**To be done**
Retype the lines below, starting with the one that contains "Outline every instance of the blue" and ending with the one that contains "389 127 L 389", both included, and nothing else.

(Stored data)
= = =
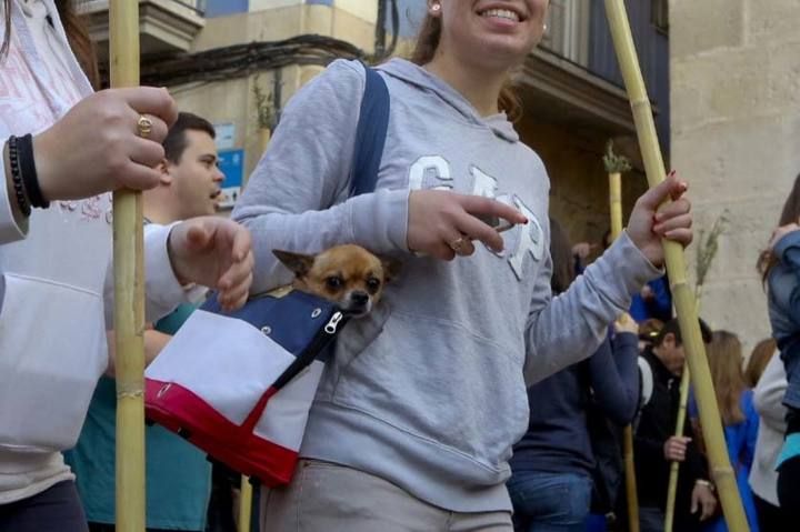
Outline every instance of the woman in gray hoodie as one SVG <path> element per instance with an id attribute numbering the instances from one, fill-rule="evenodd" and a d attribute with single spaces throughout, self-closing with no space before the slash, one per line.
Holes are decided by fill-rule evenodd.
<path id="1" fill-rule="evenodd" d="M 287 107 L 233 212 L 253 233 L 253 290 L 291 279 L 272 248 L 351 242 L 404 270 L 340 335 L 294 479 L 262 498 L 266 529 L 511 530 L 504 481 L 528 423 L 526 382 L 592 353 L 630 294 L 662 274 L 661 238 L 691 240 L 686 183 L 671 175 L 551 298 L 548 177 L 504 88 L 547 8 L 428 2 L 413 61 L 379 68 L 391 111 L 373 193 L 347 197 L 363 67 L 334 62 Z M 491 217 L 514 228 L 498 233 Z"/>

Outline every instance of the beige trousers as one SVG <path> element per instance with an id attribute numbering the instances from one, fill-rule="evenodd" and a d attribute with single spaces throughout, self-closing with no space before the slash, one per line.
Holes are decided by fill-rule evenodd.
<path id="1" fill-rule="evenodd" d="M 511 532 L 509 512 L 457 513 L 391 482 L 301 460 L 292 482 L 261 490 L 261 532 Z"/>

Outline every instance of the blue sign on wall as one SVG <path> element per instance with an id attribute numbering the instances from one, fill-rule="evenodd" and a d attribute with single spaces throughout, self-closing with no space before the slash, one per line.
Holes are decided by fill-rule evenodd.
<path id="1" fill-rule="evenodd" d="M 220 150 L 219 169 L 224 174 L 220 208 L 230 209 L 241 193 L 244 174 L 244 150 Z"/>
<path id="2" fill-rule="evenodd" d="M 249 4 L 248 0 L 206 0 L 206 17 L 247 13 Z"/>

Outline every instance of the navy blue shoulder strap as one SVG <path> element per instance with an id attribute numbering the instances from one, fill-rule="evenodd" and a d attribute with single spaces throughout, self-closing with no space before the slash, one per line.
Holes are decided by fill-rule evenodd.
<path id="1" fill-rule="evenodd" d="M 389 127 L 389 89 L 377 70 L 364 66 L 367 80 L 356 129 L 350 195 L 374 191 Z"/>

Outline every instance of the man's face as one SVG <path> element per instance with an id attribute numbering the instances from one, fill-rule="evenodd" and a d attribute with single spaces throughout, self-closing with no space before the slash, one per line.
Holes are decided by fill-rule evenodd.
<path id="1" fill-rule="evenodd" d="M 657 347 L 653 352 L 670 373 L 676 377 L 683 374 L 686 352 L 683 351 L 683 344 L 676 342 L 674 334 L 668 333 L 661 342 L 661 345 Z"/>
<path id="2" fill-rule="evenodd" d="M 181 219 L 214 214 L 224 175 L 217 168 L 217 147 L 206 131 L 187 130 L 180 162 L 167 163 L 170 189 Z"/>

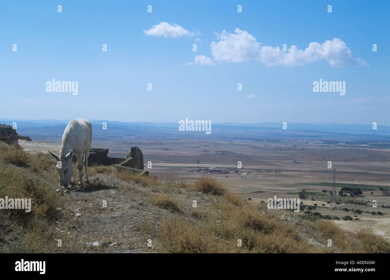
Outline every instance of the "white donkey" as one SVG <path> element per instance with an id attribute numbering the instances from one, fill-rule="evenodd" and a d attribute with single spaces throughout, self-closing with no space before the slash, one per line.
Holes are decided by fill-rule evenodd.
<path id="1" fill-rule="evenodd" d="M 60 186 L 67 188 L 73 173 L 72 156 L 73 153 L 77 160 L 77 178 L 79 184 L 82 183 L 83 164 L 85 169 L 85 180 L 88 181 L 87 167 L 88 155 L 92 140 L 92 125 L 83 119 L 78 119 L 69 122 L 62 135 L 62 144 L 59 155 L 49 151 L 49 153 L 57 161 L 57 171 L 60 176 Z M 83 161 L 83 156 L 84 159 Z"/>

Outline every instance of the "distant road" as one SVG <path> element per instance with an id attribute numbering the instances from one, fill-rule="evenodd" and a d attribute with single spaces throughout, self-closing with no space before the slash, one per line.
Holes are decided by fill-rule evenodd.
<path id="1" fill-rule="evenodd" d="M 158 166 L 160 167 L 176 167 L 177 168 L 178 167 L 180 168 L 190 168 L 191 169 L 196 168 L 197 167 L 194 167 L 193 166 L 170 166 L 168 165 L 160 165 Z M 225 168 L 226 168 L 226 167 Z M 237 169 L 238 168 L 234 168 Z M 272 169 L 269 168 L 243 168 L 243 170 L 280 170 L 281 171 L 291 171 L 292 172 L 320 172 L 322 173 L 333 173 L 333 171 L 313 171 L 312 170 L 292 170 L 292 169 L 279 169 L 279 168 L 272 168 Z M 358 174 L 362 175 L 380 175 L 381 176 L 390 176 L 390 174 L 380 174 L 379 173 L 365 173 L 362 172 L 348 172 L 347 171 L 336 171 L 336 173 L 344 173 L 346 174 Z"/>

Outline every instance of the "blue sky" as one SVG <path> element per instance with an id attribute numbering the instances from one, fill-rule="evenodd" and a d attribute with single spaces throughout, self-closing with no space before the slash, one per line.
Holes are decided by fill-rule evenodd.
<path id="1" fill-rule="evenodd" d="M 2 1 L 0 118 L 390 124 L 390 2 L 210 2 Z"/>

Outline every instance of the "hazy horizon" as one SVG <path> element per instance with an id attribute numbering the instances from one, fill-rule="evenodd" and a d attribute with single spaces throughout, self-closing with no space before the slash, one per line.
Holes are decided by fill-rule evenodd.
<path id="1" fill-rule="evenodd" d="M 390 2 L 151 4 L 0 3 L 0 117 L 390 125 Z"/>

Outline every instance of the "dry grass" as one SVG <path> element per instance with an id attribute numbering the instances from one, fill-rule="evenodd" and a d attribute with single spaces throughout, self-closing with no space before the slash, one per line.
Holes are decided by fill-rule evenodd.
<path id="1" fill-rule="evenodd" d="M 198 191 L 217 195 L 223 195 L 227 191 L 226 186 L 218 180 L 204 175 L 195 180 L 194 187 Z"/>
<path id="2" fill-rule="evenodd" d="M 390 252 L 390 243 L 383 236 L 375 234 L 370 228 L 352 234 L 342 229 L 332 221 L 319 220 L 313 224 L 324 238 L 332 240 L 332 247 L 339 248 L 340 252 Z M 328 249 L 332 250 L 332 247 Z"/>
<path id="3" fill-rule="evenodd" d="M 46 154 L 30 154 L 0 143 L 0 198 L 6 195 L 30 198 L 32 203 L 30 213 L 24 209 L 0 212 L 0 252 L 81 253 L 112 250 L 108 249 L 106 244 L 112 236 L 105 236 L 101 230 L 96 236 L 88 233 L 99 232 L 100 226 L 92 220 L 93 218 L 75 220 L 74 213 L 66 210 L 68 202 L 63 196 L 44 182 L 5 164 L 6 161 L 52 184 L 58 183 L 58 180 L 57 172 L 49 169 L 53 162 Z M 130 190 L 126 195 L 150 198 L 147 206 L 146 199 L 145 204 L 140 204 L 139 207 L 169 211 L 165 216 L 151 216 L 133 227 L 140 234 L 137 244 L 143 246 L 145 240 L 152 238 L 158 245 L 153 249 L 157 252 L 390 253 L 390 243 L 370 229 L 351 234 L 332 221 L 303 221 L 291 212 L 269 210 L 266 203 L 247 205 L 237 193 L 229 191 L 210 176 L 204 176 L 193 185 L 172 172 L 158 180 L 154 176 L 117 172 L 111 167 L 91 167 L 91 173 L 115 175 L 133 183 L 124 183 L 123 187 L 128 186 Z M 152 188 L 144 187 L 149 186 Z M 198 197 L 200 209 L 186 204 L 189 198 L 192 200 L 195 195 L 199 195 L 194 193 L 194 189 L 209 195 Z M 92 207 L 85 211 L 93 213 Z M 289 223 L 280 218 L 286 213 L 293 217 Z M 308 244 L 308 237 L 317 241 L 317 245 Z M 62 241 L 61 247 L 57 245 L 59 239 Z M 326 246 L 328 239 L 332 240 L 332 247 Z M 102 245 L 91 248 L 87 243 L 92 241 Z M 240 242 L 241 246 L 238 246 Z"/>
<path id="4" fill-rule="evenodd" d="M 231 191 L 226 191 L 223 194 L 223 198 L 227 201 L 236 206 L 241 206 L 246 204 L 245 200 L 240 197 L 236 192 L 233 192 Z"/>
<path id="5" fill-rule="evenodd" d="M 177 200 L 165 193 L 153 196 L 152 201 L 154 205 L 172 212 L 183 213 Z"/>
<path id="6" fill-rule="evenodd" d="M 159 184 L 157 177 L 154 176 L 147 176 L 140 175 L 139 174 L 133 174 L 125 171 L 117 172 L 115 175 L 126 181 L 140 184 L 143 186 Z"/>

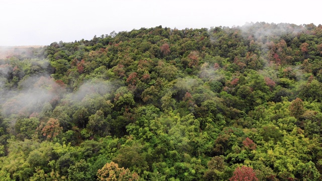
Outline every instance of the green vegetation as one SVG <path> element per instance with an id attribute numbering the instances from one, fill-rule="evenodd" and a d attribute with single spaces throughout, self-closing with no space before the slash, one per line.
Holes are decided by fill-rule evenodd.
<path id="1" fill-rule="evenodd" d="M 1 59 L 0 177 L 320 180 L 321 42 L 159 26 Z"/>

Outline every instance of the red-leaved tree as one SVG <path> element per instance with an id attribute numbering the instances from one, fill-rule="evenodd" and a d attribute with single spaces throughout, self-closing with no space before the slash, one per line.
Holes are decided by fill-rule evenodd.
<path id="1" fill-rule="evenodd" d="M 230 181 L 258 181 L 255 172 L 251 167 L 245 165 L 235 169 Z"/>

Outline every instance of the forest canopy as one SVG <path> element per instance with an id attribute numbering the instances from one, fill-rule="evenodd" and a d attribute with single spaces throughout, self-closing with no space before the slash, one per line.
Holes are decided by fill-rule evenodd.
<path id="1" fill-rule="evenodd" d="M 319 180 L 322 26 L 142 28 L 0 59 L 4 180 Z"/>

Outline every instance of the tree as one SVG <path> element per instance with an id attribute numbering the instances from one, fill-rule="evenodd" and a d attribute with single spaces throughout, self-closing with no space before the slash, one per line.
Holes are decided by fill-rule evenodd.
<path id="1" fill-rule="evenodd" d="M 295 118 L 298 118 L 304 113 L 304 104 L 301 99 L 296 98 L 291 103 L 289 109 L 290 111 L 291 116 L 294 116 Z"/>
<path id="2" fill-rule="evenodd" d="M 255 172 L 252 168 L 245 165 L 237 167 L 234 171 L 230 181 L 257 181 Z"/>
<path id="3" fill-rule="evenodd" d="M 160 50 L 161 52 L 165 56 L 168 55 L 170 53 L 170 48 L 169 48 L 169 45 L 166 43 L 160 47 Z"/>
<path id="4" fill-rule="evenodd" d="M 135 181 L 139 180 L 137 173 L 131 173 L 128 168 L 119 168 L 117 163 L 113 161 L 106 163 L 97 171 L 98 180 L 101 181 Z"/>
<path id="5" fill-rule="evenodd" d="M 68 168 L 68 180 L 95 180 L 91 171 L 89 164 L 82 159 Z"/>
<path id="6" fill-rule="evenodd" d="M 47 139 L 52 139 L 61 133 L 62 132 L 62 127 L 59 126 L 58 120 L 53 118 L 49 119 L 41 129 L 41 133 L 46 136 Z"/>

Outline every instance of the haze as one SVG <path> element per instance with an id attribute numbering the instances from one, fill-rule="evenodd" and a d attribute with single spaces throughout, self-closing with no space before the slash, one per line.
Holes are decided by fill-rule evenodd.
<path id="1" fill-rule="evenodd" d="M 259 3 L 261 2 L 261 3 Z M 115 31 L 242 26 L 247 22 L 320 24 L 321 3 L 281 1 L 2 0 L 0 46 L 47 45 Z M 304 9 L 307 7 L 309 9 Z M 295 13 L 297 12 L 297 13 Z M 302 12 L 302 13 L 298 13 Z"/>

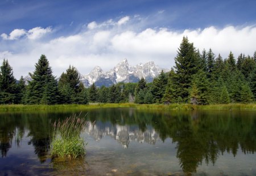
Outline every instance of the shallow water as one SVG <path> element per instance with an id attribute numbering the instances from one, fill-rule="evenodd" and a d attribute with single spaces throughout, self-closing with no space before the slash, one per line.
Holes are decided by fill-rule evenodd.
<path id="1" fill-rule="evenodd" d="M 73 113 L 0 114 L 0 175 L 256 175 L 255 111 L 82 112 L 86 157 L 52 160 L 49 119 Z"/>

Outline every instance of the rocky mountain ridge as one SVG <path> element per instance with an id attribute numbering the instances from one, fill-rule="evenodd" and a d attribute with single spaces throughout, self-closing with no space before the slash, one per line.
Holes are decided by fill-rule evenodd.
<path id="1" fill-rule="evenodd" d="M 89 74 L 84 76 L 80 74 L 80 80 L 86 87 L 93 83 L 97 87 L 109 87 L 119 82 L 137 83 L 142 77 L 144 77 L 147 82 L 151 82 L 162 70 L 164 72 L 169 71 L 156 66 L 152 61 L 131 66 L 125 59 L 107 72 L 104 72 L 99 66 L 96 66 Z"/>

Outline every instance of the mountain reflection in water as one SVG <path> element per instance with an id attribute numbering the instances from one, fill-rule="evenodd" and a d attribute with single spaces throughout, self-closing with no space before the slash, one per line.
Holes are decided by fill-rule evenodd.
<path id="1" fill-rule="evenodd" d="M 26 145 L 33 146 L 32 152 L 43 164 L 49 154 L 49 119 L 52 122 L 61 120 L 72 113 L 0 114 L 0 164 L 5 157 L 13 157 L 13 154 L 8 154 L 12 148 L 18 151 L 20 146 Z M 214 166 L 225 153 L 232 154 L 236 160 L 237 153 L 241 151 L 243 154 L 252 156 L 256 161 L 256 112 L 153 112 L 133 109 L 103 109 L 90 110 L 85 118 L 90 123 L 85 131 L 81 131 L 82 135 L 89 134 L 99 143 L 105 136 L 110 136 L 117 141 L 115 145 L 122 145 L 125 150 L 131 143 L 135 145 L 141 143 L 167 145 L 168 143 L 164 143 L 170 139 L 176 146 L 178 167 L 184 173 L 197 173 L 197 168 L 204 163 Z M 23 139 L 27 141 L 26 144 Z M 89 147 L 90 141 L 88 141 Z M 144 147 L 145 149 L 147 147 Z M 87 152 L 89 154 L 90 151 L 88 149 Z M 19 155 L 15 157 L 18 158 Z M 239 164 L 241 161 L 237 162 Z M 1 170 L 5 169 L 0 166 L 0 173 Z M 158 174 L 166 173 L 156 171 Z M 249 174 L 254 174 L 256 170 L 253 168 Z"/>

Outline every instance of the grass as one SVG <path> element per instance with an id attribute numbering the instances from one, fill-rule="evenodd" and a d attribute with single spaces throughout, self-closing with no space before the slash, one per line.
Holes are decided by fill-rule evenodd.
<path id="1" fill-rule="evenodd" d="M 51 156 L 52 158 L 82 158 L 86 154 L 85 144 L 80 134 L 87 125 L 85 119 L 74 114 L 63 121 L 50 123 Z"/>
<path id="2" fill-rule="evenodd" d="M 152 109 L 166 110 L 256 110 L 256 104 L 229 104 L 221 105 L 193 105 L 187 104 L 135 104 L 134 103 L 101 104 L 90 105 L 1 105 L 0 111 L 65 111 L 83 110 L 97 108 L 133 108 L 137 109 Z"/>

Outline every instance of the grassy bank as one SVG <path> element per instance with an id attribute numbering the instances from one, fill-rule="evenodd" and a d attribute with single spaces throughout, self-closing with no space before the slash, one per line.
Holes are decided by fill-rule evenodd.
<path id="1" fill-rule="evenodd" d="M 256 110 L 256 104 L 230 104 L 223 105 L 193 105 L 191 104 L 93 104 L 90 105 L 1 105 L 0 111 L 55 111 L 55 110 L 82 110 L 97 108 L 133 108 L 137 109 L 166 110 Z"/>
= = =
**Answer to this exercise**
Outline every instance of the blue sign on wall as one SVG <path> element per instance with an id attribute numbering the instances from one, fill-rule="evenodd" and a d attribute with single spaces throughout, self-closing with no space before the slash, one per line.
Holes are decided by fill-rule evenodd.
<path id="1" fill-rule="evenodd" d="M 220 150 L 219 169 L 224 174 L 220 208 L 230 209 L 241 193 L 244 174 L 244 150 Z"/>
<path id="2" fill-rule="evenodd" d="M 249 4 L 248 0 L 206 0 L 206 17 L 247 13 Z"/>

Outline every instance of the navy blue shoulder strap as one SVG <path> element per instance with an id attribute numbering the instances from one, fill-rule="evenodd" and a d attribute with single spaces throughout, self-closing with no space before the slash, one per line.
Holes are decided by fill-rule evenodd.
<path id="1" fill-rule="evenodd" d="M 389 127 L 389 89 L 377 70 L 364 66 L 367 80 L 356 129 L 350 195 L 374 191 Z"/>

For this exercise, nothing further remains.